For detailed instructions on how to perform the measurement refer to the [usage doc](usage/WALT_usage.md#dragscroll-latency).

For drag (or scroll) latency WALT uses a laser that shines across the touch device and hits a detector on the
other side. The microcontroller monitors the state of the laser detector and reports (over usb) when
the laser beam is broken. A finger dragged back and forth on a touchpad or touch screen
and interrupts a laser beam. Touch events from the pad and laser events are then processed together
to deduce the delay.

A [video](https://plus.google.com/+FrancoisBeaufort/posts/XctAif2nv4U) showing the measurement
performed using a robotic stylus.


![Drag/scroll latency measurement](usage/images/drag.png)

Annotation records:

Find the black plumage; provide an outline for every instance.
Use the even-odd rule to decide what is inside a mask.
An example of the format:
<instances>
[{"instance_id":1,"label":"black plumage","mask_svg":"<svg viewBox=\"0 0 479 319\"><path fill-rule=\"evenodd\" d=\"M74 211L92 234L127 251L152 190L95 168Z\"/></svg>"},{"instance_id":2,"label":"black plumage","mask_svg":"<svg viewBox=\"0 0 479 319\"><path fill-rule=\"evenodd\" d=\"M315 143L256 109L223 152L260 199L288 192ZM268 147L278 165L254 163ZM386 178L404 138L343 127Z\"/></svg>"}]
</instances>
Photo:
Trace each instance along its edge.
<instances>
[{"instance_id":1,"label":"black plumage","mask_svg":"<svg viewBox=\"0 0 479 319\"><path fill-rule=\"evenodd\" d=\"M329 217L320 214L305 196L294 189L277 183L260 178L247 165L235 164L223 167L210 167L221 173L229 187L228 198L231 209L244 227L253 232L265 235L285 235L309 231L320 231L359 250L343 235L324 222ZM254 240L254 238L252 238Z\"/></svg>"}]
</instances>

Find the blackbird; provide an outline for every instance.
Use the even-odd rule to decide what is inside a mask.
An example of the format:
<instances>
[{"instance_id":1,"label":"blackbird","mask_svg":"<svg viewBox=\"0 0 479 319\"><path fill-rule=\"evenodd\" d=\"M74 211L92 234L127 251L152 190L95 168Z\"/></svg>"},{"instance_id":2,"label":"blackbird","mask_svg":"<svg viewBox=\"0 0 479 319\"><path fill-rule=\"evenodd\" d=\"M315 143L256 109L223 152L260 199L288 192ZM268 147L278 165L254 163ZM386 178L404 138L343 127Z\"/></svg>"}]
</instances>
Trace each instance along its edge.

To be done:
A. Can you reproduce the drag latency passage word for word between "For drag (or" and "a robotic stylus.", inclusive?
B. Answer these about the drag latency passage:
(i) What does the laser hit on the other side of the touch device?
(ii) How does the microcontroller report that the laser beam is broken?
(iii) In the linked video, what is used to perform the measurement?

Results of the exercise:
A.
For drag (or scroll) latency WALT uses a laser that shines across the touch device and hits a detector on the
other side. The microcontroller monitors the state of the laser detector and reports (over usb) when
the laser beam is broken. A finger dragged back and forth on a touchpad or touch screen
and interrupts a laser beam. Touch events from the pad and laser events are then processed together
to deduce the delay.

A [video](https://plus.google.com/+FrancoisBeaufort/posts/XctAif2nv4U) showing the measurement
performed using a robotic stylus.

B.
(i) A detector.
(ii) Over USB.
(iii) A robotic stylus.